**Exercise**:
The printed result should hold only the lines from the opening of the data through the line bearing "positive clicks: (380, 351) (302, 381)", exactly as given and without pictures.

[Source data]

Content starts

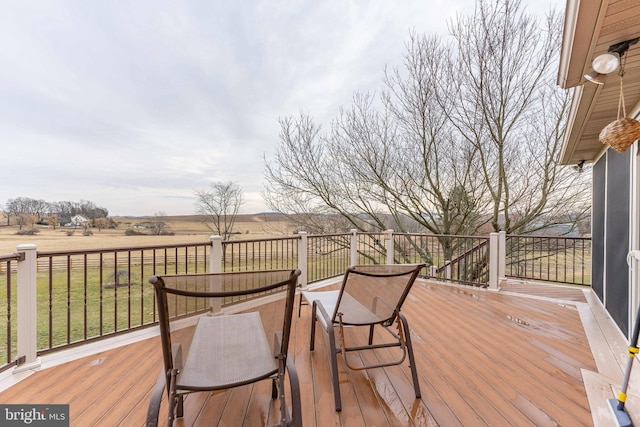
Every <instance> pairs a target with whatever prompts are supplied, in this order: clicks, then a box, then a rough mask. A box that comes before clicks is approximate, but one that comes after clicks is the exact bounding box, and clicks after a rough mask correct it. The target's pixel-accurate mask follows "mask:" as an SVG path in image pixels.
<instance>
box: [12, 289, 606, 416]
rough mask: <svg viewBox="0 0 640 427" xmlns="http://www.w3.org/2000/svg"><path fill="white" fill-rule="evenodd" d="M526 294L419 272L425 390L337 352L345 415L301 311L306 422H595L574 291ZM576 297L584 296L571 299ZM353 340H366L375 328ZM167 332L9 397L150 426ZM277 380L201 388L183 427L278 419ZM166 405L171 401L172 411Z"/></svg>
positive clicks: (380, 351) (302, 381)
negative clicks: (356, 367) (152, 392)
mask: <svg viewBox="0 0 640 427" xmlns="http://www.w3.org/2000/svg"><path fill="white" fill-rule="evenodd" d="M556 288H557V287H553V288H552V287H549V288H547V289H549V290H550V292H549V293H548V294H544V292H543V291H544V289H545V288H540V287H535V288H534V289H533V290H532V295H533V297H529V296H528V295H525V293H526V289H525V288H524V287H523V286H518V290H517V292H516V291H515V290H513V289H512V290H511V291H509V292H492V291H487V290H483V289H473V288H463V287H458V286H449V285H443V284H432V283H429V282H425V281H423V280H419V281H417V282H416V284H415V285H414V288H413V289H412V291H411V294H410V296H409V298H408V299H407V301H406V303H405V306H404V308H403V312H404V313H405V315H406V317H407V318H408V320H409V324H410V326H411V329H412V337H413V344H414V351H415V354H416V359H417V360H416V364H417V367H418V373H419V377H420V387H421V389H422V397H421V399H415V396H414V391H413V385H412V381H411V374H410V370H409V367H408V361H405V362H404V364H403V365H402V366H396V367H390V368H384V369H373V370H367V371H353V370H350V369H348V368H346V367H345V365H344V362H343V361H342V360H341V358H340V357H339V358H338V366H339V371H340V373H339V379H340V390H341V393H342V402H343V411H342V412H341V413H336V412H335V411H334V403H333V391H332V385H331V380H330V370H329V360H328V349H327V344H328V343H327V339H326V334H324V332H322V330H321V329H317V330H316V340H315V351H314V352H309V317H308V316H309V312H310V307H308V306H303V308H302V315H301V317H300V318H298V317H297V316H296V313H294V323H293V326H292V338H291V354H292V355H293V356H292V357H293V358H294V360H295V364H296V368H297V370H298V375H299V379H300V387H301V399H302V408H303V422H304V425H305V426H348V427H351V426H411V425H416V426H446V427H449V426H456V425H460V426H492V427H493V426H501V425H505V426H506V425H518V426H526V425H531V426H545V425H549V426H551V425H563V426H571V425H576V426H577V425H580V426H589V425H593V422H592V416H591V412H590V408H589V402H588V399H587V396H586V391H585V386H584V384H583V383H582V375H581V370H586V371H592V372H595V373H597V372H598V370H597V367H596V363H595V361H594V358H593V355H592V354H591V350H590V347H589V342H588V340H587V337H586V336H585V333H584V330H583V327H582V323H581V320H580V316H579V313H578V310H577V309H576V305H574V304H572V303H571V301H575V304H586V301H584V300H582V299H580V298H579V296H578V295H577V294H576V292H575V291H578V292H582V290H576V289H575V288H574V289H569V290H568V291H562V290H558V289H556ZM572 298H574V299H572ZM352 334H353V337H355V338H356V339H359V340H360V339H365V338H366V334H365V333H364V332H357V331H354V332H353V333H352ZM394 350H397V349H392V350H389V349H385V350H377V351H376V352H375V353H373V352H369V353H368V354H365V353H351V354H350V355H349V357H350V360H351V361H352V363H354V364H362V363H372V362H377V361H381V360H389V359H390V358H391V357H393V355H392V352H393V351H394ZM161 363H162V359H161V349H160V344H159V340H158V338H152V339H148V340H144V341H140V342H137V343H134V344H130V345H127V346H125V347H122V348H118V349H113V350H108V351H104V352H102V353H99V354H96V355H93V356H89V357H84V358H81V359H78V360H75V361H72V362H68V363H65V364H62V365H59V366H56V367H52V368H48V369H45V370H42V371H39V372H36V373H34V374H33V375H31V376H30V377H28V378H26V379H25V380H23V381H21V382H19V383H18V384H16V385H14V386H12V387H11V388H9V389H7V390H5V391H3V392H1V393H0V402H2V403H22V404H25V403H69V404H70V417H71V425H73V426H87V425H100V426H114V425H122V426H136V425H138V426H142V425H144V420H145V416H146V406H147V401H148V399H149V394H150V391H151V389H152V387H153V385H154V384H155V381H156V377H157V375H158V373H159V371H160V368H161ZM270 395H271V384H270V382H269V381H263V382H261V383H258V384H256V385H248V386H243V387H240V388H237V389H234V390H226V391H221V392H216V393H210V394H209V393H199V394H195V395H190V396H189V397H188V398H187V399H186V401H185V412H186V416H185V418H184V419H183V420H181V421H179V422H178V423H177V425H180V426H189V427H191V426H200V425H216V424H219V425H238V422H239V420H244V424H245V425H261V424H266V423H273V422H275V421H276V420H277V419H278V403H277V402H273V401H271V399H270ZM165 411H166V402H165V403H164V404H163V405H162V407H161V415H164V414H165Z"/></svg>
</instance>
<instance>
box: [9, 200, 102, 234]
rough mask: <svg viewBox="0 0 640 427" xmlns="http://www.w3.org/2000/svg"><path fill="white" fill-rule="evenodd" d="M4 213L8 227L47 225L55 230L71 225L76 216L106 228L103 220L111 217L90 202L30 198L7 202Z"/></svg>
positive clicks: (98, 225) (93, 224) (95, 205)
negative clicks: (72, 221) (15, 226)
mask: <svg viewBox="0 0 640 427" xmlns="http://www.w3.org/2000/svg"><path fill="white" fill-rule="evenodd" d="M4 213H5V217H6V219H7V225H12V224H14V225H18V226H20V227H21V228H22V227H23V226H25V225H30V224H45V225H49V226H51V227H54V228H55V227H57V226H59V225H65V224H68V223H70V222H71V218H73V217H74V216H76V215H82V216H83V217H84V218H86V219H87V220H89V222H90V224H91V226H94V227H97V226H100V228H104V227H105V225H106V224H105V221H102V219H106V218H107V216H108V215H109V211H108V210H107V209H106V208H103V207H101V206H97V205H96V204H95V203H93V202H90V201H88V200H80V201H79V202H71V201H62V202H46V201H44V200H38V199H31V198H29V197H16V198H15V199H9V200H7V203H6V205H5V207H4ZM97 220H98V221H97ZM96 221H97V222H96Z"/></svg>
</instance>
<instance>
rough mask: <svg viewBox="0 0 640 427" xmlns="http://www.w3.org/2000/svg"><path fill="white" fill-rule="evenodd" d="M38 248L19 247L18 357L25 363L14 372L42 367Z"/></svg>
mask: <svg viewBox="0 0 640 427" xmlns="http://www.w3.org/2000/svg"><path fill="white" fill-rule="evenodd" d="M36 248H37V246H36V245H34V244H30V243H29V244H24V245H18V246H17V252H18V253H19V254H20V256H21V258H20V260H19V261H18V266H17V267H18V271H17V273H18V304H17V308H18V357H24V363H21V364H20V365H18V367H16V369H15V370H14V372H22V371H26V370H29V369H34V368H39V367H40V358H39V357H38V340H37V336H38V327H37V325H38V310H37V306H38V300H37V283H36V282H37V281H36V276H37V274H38V264H37V252H36Z"/></svg>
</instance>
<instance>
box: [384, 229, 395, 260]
mask: <svg viewBox="0 0 640 427" xmlns="http://www.w3.org/2000/svg"><path fill="white" fill-rule="evenodd" d="M384 234H385V240H386V242H385V244H384V245H385V248H387V265H391V264H394V261H393V254H394V251H395V248H394V246H393V245H394V242H393V230H385V231H384Z"/></svg>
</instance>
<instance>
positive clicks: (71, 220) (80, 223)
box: [65, 215, 89, 227]
mask: <svg viewBox="0 0 640 427" xmlns="http://www.w3.org/2000/svg"><path fill="white" fill-rule="evenodd" d="M87 222H89V220H88V219H87V218H85V217H83V216H82V215H76V216H72V217H71V220H70V221H69V223H67V224H65V226H67V227H82V226H84V225H85V224H86V223H87Z"/></svg>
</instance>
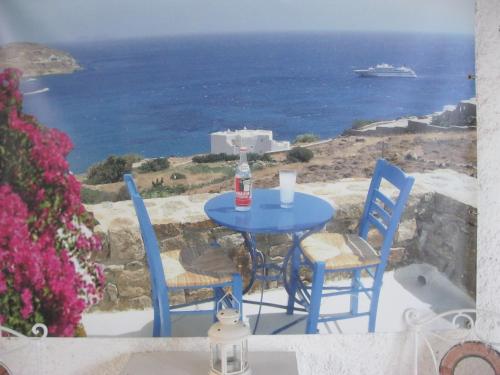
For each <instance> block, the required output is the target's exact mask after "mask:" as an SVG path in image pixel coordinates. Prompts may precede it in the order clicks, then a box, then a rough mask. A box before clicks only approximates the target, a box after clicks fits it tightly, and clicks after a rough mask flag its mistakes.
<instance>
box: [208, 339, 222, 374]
mask: <svg viewBox="0 0 500 375" xmlns="http://www.w3.org/2000/svg"><path fill="white" fill-rule="evenodd" d="M210 346H211V348H210V351H211V352H212V368H213V369H214V370H216V371H218V372H220V373H222V350H221V348H222V345H221V344H210Z"/></svg>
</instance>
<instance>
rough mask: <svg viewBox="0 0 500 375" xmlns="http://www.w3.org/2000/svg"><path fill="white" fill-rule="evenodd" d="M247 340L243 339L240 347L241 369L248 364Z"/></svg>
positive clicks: (247, 342) (247, 349)
mask: <svg viewBox="0 0 500 375" xmlns="http://www.w3.org/2000/svg"><path fill="white" fill-rule="evenodd" d="M247 345H248V342H247V340H243V344H242V348H241V356H242V358H241V362H242V370H244V369H246V368H247V365H248V346H247Z"/></svg>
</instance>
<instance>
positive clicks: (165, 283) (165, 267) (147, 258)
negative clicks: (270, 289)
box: [124, 174, 242, 337]
mask: <svg viewBox="0 0 500 375" xmlns="http://www.w3.org/2000/svg"><path fill="white" fill-rule="evenodd" d="M124 180H125V184H126V185H127V188H128V191H129V194H130V197H131V198H132V201H133V203H134V207H135V212H136V214H137V218H138V220H139V226H140V229H141V236H142V240H143V242H144V247H145V249H146V259H147V263H148V267H149V272H150V280H151V293H152V303H153V311H154V321H153V336H154V337H158V336H171V334H172V324H171V320H170V315H174V314H207V313H208V314H213V316H214V319H215V313H216V308H217V301H218V300H219V299H221V298H222V297H223V296H224V295H225V292H224V289H223V288H227V287H231V288H232V296H233V298H234V299H236V300H237V301H234V300H229V301H224V302H225V304H228V305H229V304H230V305H233V307H235V308H240V307H241V306H242V303H241V301H242V280H241V276H240V274H239V273H237V272H236V271H235V268H234V266H233V265H232V262H231V261H230V259H228V258H227V257H225V256H224V254H223V253H222V251H221V250H220V249H208V250H207V256H206V257H205V261H206V262H207V264H212V265H214V264H216V265H218V269H219V270H220V275H218V276H217V277H214V276H211V275H201V274H197V273H192V272H189V271H188V270H185V269H184V267H183V266H182V264H181V262H180V261H179V259H178V257H179V255H180V254H179V252H176V251H168V252H166V253H162V254H161V253H160V249H159V246H158V241H157V238H156V234H155V232H154V230H153V226H152V225H151V220H150V219H149V215H148V212H147V210H146V206H145V205H144V201H143V200H142V197H141V196H140V194H139V192H138V191H137V187H136V185H135V182H134V180H133V178H132V176H131V175H130V174H126V175H125V176H124ZM169 271H171V272H169ZM200 288H211V289H213V292H214V298H213V302H214V308H213V309H210V310H185V309H184V308H185V307H188V306H190V305H194V304H198V303H202V302H207V301H211V300H204V301H196V302H192V303H187V304H182V305H175V306H170V304H169V294H168V293H169V291H170V290H185V289H200ZM238 303H239V306H238V307H236V306H237V305H238ZM180 308H182V309H183V310H182V311H179V310H178V309H180Z"/></svg>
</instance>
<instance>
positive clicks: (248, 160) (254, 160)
mask: <svg viewBox="0 0 500 375" xmlns="http://www.w3.org/2000/svg"><path fill="white" fill-rule="evenodd" d="M238 158H239V157H238ZM247 160H248V162H249V163H251V162H254V161H273V159H272V158H271V155H269V154H257V153H255V152H250V153H248V155H247Z"/></svg>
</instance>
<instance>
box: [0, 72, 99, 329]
mask: <svg viewBox="0 0 500 375" xmlns="http://www.w3.org/2000/svg"><path fill="white" fill-rule="evenodd" d="M20 77H21V72H20V71H19V70H17V69H6V70H4V71H3V72H2V73H0V324H2V325H5V326H8V327H10V328H13V329H15V330H18V331H20V332H23V333H26V334H29V332H30V330H31V327H32V326H33V325H34V324H35V323H44V324H45V325H47V327H48V329H49V334H50V335H53V336H72V335H73V334H74V331H75V328H76V326H77V325H78V323H79V322H80V320H81V315H82V313H83V311H84V310H85V309H86V308H87V307H89V306H91V305H92V304H95V303H97V302H98V301H99V300H100V298H101V297H102V287H103V284H104V277H103V271H102V267H101V266H100V265H99V264H97V263H95V262H94V261H93V255H94V254H95V252H97V251H99V250H100V249H101V241H100V239H99V237H98V236H97V235H95V234H94V233H93V231H92V230H93V228H94V225H95V223H94V219H93V217H92V215H91V214H90V213H88V212H87V211H86V210H85V208H84V207H83V205H82V203H81V199H80V183H79V182H78V180H77V179H76V178H75V176H74V175H73V174H71V172H70V171H69V165H68V162H67V160H66V157H67V155H68V153H69V152H70V151H71V149H72V147H73V145H72V143H71V140H70V139H69V138H68V136H67V135H66V134H64V133H62V132H60V131H58V130H56V129H49V128H46V127H44V126H42V125H40V124H39V123H38V122H37V121H36V119H35V118H34V117H32V116H29V115H26V114H23V113H22V95H21V93H20V90H19V79H20Z"/></svg>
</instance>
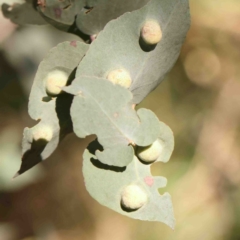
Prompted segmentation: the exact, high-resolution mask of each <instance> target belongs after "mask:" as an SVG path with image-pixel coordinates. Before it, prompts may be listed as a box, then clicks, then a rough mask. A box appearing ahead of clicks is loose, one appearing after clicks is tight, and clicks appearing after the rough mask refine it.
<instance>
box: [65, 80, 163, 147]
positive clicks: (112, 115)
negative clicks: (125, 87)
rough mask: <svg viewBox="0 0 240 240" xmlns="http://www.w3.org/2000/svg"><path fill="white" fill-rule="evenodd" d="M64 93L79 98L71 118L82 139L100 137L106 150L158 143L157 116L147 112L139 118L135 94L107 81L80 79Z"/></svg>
mask: <svg viewBox="0 0 240 240" xmlns="http://www.w3.org/2000/svg"><path fill="white" fill-rule="evenodd" d="M64 91H66V92H68V93H71V94H74V95H75V97H74V100H73V104H72V106H71V116H72V121H73V128H74V132H75V133H76V134H77V135H78V136H79V137H81V138H84V137H86V136H87V135H91V134H96V135H97V136H98V141H99V142H100V144H101V145H103V147H104V148H105V147H106V148H112V147H116V146H120V145H124V146H127V145H129V144H133V145H134V144H136V145H139V146H147V145H149V144H151V143H152V142H153V141H154V140H156V139H157V136H158V135H157V133H158V129H159V124H158V118H157V117H156V115H155V114H154V113H153V112H151V111H150V110H147V109H140V110H138V111H137V114H136V112H135V110H134V109H133V108H132V106H131V101H132V94H131V92H129V91H128V90H127V89H125V88H123V87H121V86H120V85H114V84H113V83H112V82H110V81H108V80H106V79H101V78H96V77H80V78H76V79H75V80H74V82H73V84H72V85H71V86H68V87H65V88H64Z"/></svg>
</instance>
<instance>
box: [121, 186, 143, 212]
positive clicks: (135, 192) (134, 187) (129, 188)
mask: <svg viewBox="0 0 240 240" xmlns="http://www.w3.org/2000/svg"><path fill="white" fill-rule="evenodd" d="M147 200H148V196H147V193H146V192H145V191H144V190H143V189H142V188H141V187H140V186H138V185H136V184H131V185H128V186H127V187H125V188H124V189H123V191H122V193H121V204H122V206H123V207H124V208H126V209H129V210H137V209H139V208H141V207H142V206H143V205H145V204H146V203H147Z"/></svg>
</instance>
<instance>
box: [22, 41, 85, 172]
mask: <svg viewBox="0 0 240 240" xmlns="http://www.w3.org/2000/svg"><path fill="white" fill-rule="evenodd" d="M87 49H88V45H87V44H85V43H82V42H77V41H73V42H63V43H60V44H59V45H57V46H56V47H55V48H53V49H51V51H50V53H49V55H48V56H47V57H46V58H45V59H44V60H43V61H42V62H41V63H40V65H39V68H38V71H37V74H36V76H35V79H34V83H33V86H32V90H31V94H30V98H29V109H28V111H29V114H30V116H31V118H32V119H34V120H40V122H39V123H38V124H37V125H36V126H34V127H33V128H25V129H24V134H23V141H22V155H23V157H22V165H21V168H20V170H19V172H18V174H21V173H23V172H25V171H27V170H28V169H30V168H31V167H33V166H34V165H36V164H37V163H39V162H41V161H42V160H44V159H46V158H47V157H49V156H50V154H51V153H52V152H53V151H54V150H55V149H56V148H57V146H58V144H59V141H60V140H61V139H62V138H63V137H64V136H65V135H66V134H68V133H70V132H72V121H71V117H70V112H69V111H70V110H69V109H70V106H71V103H72V96H71V95H69V94H66V93H64V94H60V95H58V96H57V97H50V96H48V94H47V93H46V87H45V84H46V83H45V78H46V76H47V74H48V73H49V72H51V71H53V70H56V69H58V70H63V71H64V72H66V73H67V74H68V76H69V79H68V80H69V82H70V81H71V80H72V79H73V78H74V75H75V72H74V69H75V68H76V66H77V65H78V64H79V62H80V61H81V59H82V58H83V56H84V54H85V53H86V51H87ZM45 126H47V127H48V128H50V129H51V130H52V133H53V136H52V139H51V140H50V141H49V142H43V141H39V142H35V141H34V140H33V132H34V131H35V130H39V131H41V130H42V129H44V127H45Z"/></svg>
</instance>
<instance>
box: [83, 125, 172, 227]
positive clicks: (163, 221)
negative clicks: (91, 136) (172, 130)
mask: <svg viewBox="0 0 240 240" xmlns="http://www.w3.org/2000/svg"><path fill="white" fill-rule="evenodd" d="M163 132H165V133H163ZM166 132H168V133H166ZM159 133H160V136H161V137H160V138H159V139H164V140H166V144H167V145H168V146H167V145H166V147H167V148H168V149H169V150H170V149H171V150H172V149H173V144H171V143H170V142H173V136H172V135H171V136H170V135H168V134H169V129H168V128H167V127H165V129H162V130H161V131H160V132H159ZM166 135H168V137H167V138H164V137H166ZM167 142H168V143H167ZM90 151H91V150H90ZM90 151H89V150H85V152H84V155H83V158H84V161H83V175H84V181H85V185H86V188H87V190H88V192H89V193H90V195H91V196H92V197H93V198H95V199H96V200H97V201H98V202H99V203H101V204H102V205H104V206H106V207H109V208H111V209H112V210H114V211H116V212H119V213H121V214H123V215H126V216H128V217H131V218H136V219H140V220H148V221H159V222H163V223H165V224H167V225H168V226H170V227H171V228H174V222H175V220H174V216H173V208H172V202H171V197H170V195H169V194H168V193H164V194H163V195H160V194H159V192H158V188H162V187H165V186H166V184H167V180H166V179H165V178H164V177H153V176H152V175H151V170H150V166H151V165H145V164H143V163H141V162H140V161H139V160H138V159H137V157H134V158H133V160H132V161H131V163H130V164H129V165H128V166H126V167H119V168H114V167H111V166H109V165H106V164H103V163H102V162H100V161H99V160H98V159H97V157H96V156H95V155H94V154H92V153H91V152H90ZM170 155H171V152H170ZM170 155H168V159H167V158H165V160H169V157H170ZM165 157H166V155H165ZM159 160H160V159H159ZM131 184H136V185H138V186H140V187H142V188H143V189H144V190H145V192H146V193H147V196H148V201H147V203H146V205H144V206H143V207H142V208H140V209H138V210H136V211H132V212H128V211H125V210H124V209H122V207H121V204H120V202H121V192H122V191H123V190H124V188H125V187H126V186H128V185H131Z"/></svg>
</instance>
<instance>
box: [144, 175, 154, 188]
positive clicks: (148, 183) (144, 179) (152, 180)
mask: <svg viewBox="0 0 240 240" xmlns="http://www.w3.org/2000/svg"><path fill="white" fill-rule="evenodd" d="M144 182H145V183H146V184H147V185H148V186H149V187H151V186H152V185H153V183H154V179H153V177H151V176H147V177H145V178H144Z"/></svg>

Content ends

**Solution for this task**:
Every <instance> pairs a target with whatever prompts are supplied, in this order: clicks, then a box, then a rough mask. A box that comes before clicks is approximate, but one that comes after clicks is the exact bounding box, and clicks after a rough mask correct it. The target's pixel-accurate mask follows "mask:" as an SVG path in image pixels.
<instance>
box: [12, 289, 606, 416]
rough mask: <svg viewBox="0 0 640 427" xmlns="http://www.w3.org/2000/svg"><path fill="white" fill-rule="evenodd" d="M526 294L419 272L425 390L337 352L345 415L301 311L306 422H595L574 291ZM576 297L584 296L571 299ZM353 340H366L375 328ZM167 332L9 397L150 426ZM277 380L201 388L183 427L278 419ZM166 405L171 401L172 411Z"/></svg>
positive clicks: (380, 351) (302, 381)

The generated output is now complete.